Reproduce the full listing that appears beneath this instruction exactly.

━━━ Data supplied ━━━

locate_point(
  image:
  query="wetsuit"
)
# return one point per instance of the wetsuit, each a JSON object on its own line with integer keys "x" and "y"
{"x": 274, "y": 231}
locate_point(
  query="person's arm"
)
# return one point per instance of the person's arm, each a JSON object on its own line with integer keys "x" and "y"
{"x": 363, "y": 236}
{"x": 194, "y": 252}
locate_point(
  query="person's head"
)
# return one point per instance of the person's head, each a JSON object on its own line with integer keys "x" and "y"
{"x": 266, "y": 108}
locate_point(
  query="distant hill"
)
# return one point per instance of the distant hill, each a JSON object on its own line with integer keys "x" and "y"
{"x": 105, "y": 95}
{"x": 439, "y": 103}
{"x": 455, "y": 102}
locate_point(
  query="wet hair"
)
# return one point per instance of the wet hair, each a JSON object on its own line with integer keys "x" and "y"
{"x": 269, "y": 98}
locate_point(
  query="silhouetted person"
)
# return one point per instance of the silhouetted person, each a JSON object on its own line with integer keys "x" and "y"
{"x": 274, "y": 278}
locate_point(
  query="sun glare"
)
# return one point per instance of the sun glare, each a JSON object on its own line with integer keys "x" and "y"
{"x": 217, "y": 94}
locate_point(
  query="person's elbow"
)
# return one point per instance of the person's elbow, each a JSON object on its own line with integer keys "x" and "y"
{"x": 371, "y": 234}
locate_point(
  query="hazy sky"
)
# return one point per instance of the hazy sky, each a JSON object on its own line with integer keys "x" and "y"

━━━

● Result:
locate_point(
  image:
  query="wetsuit"
)
# return one point per instance of the wetsuit, each a JSON object on its own line with integer keys "x" and "y"
{"x": 274, "y": 231}
locate_point(
  query="person's arm"
)
# return one point per instance of the person's arm, each a JSON object on its own line with integer keys "x" and "y"
{"x": 363, "y": 236}
{"x": 194, "y": 252}
locate_point(
  query="person's head"
)
# return one point per instance of the person's head, each a JSON object on its own line with integer keys "x" and "y"
{"x": 266, "y": 108}
locate_point(
  query="distant hill"
)
# return one point per instance of the distant hill, each a JSON object on its own line with integer keys "x" and "y"
{"x": 105, "y": 95}
{"x": 439, "y": 103}
{"x": 455, "y": 102}
locate_point(
  query="wet hair"
)
# return one point per instance of the wet hair, each a JSON object on its own line with integer keys "x" and "y"
{"x": 269, "y": 98}
locate_point(
  query="silhouetted person"
)
# return one point per instance of the silhouetted person, each a JSON object on its own line with integer keys "x" and "y"
{"x": 274, "y": 278}
locate_point(
  query="sun glare"
)
# return one point per instance of the sun glare, each a JSON object on its own line with integer keys "x" and "y"
{"x": 217, "y": 94}
locate_point(
  query="person's elbow"
)
# return one point per instance of the person's elbow, each a JSON object on its own line with integer keys "x" and "y"
{"x": 371, "y": 234}
locate_point(
  query="hazy sky"
)
# return one point per instance of the hazy sky, each a JSON object on its own line with integer keys "x" and "y"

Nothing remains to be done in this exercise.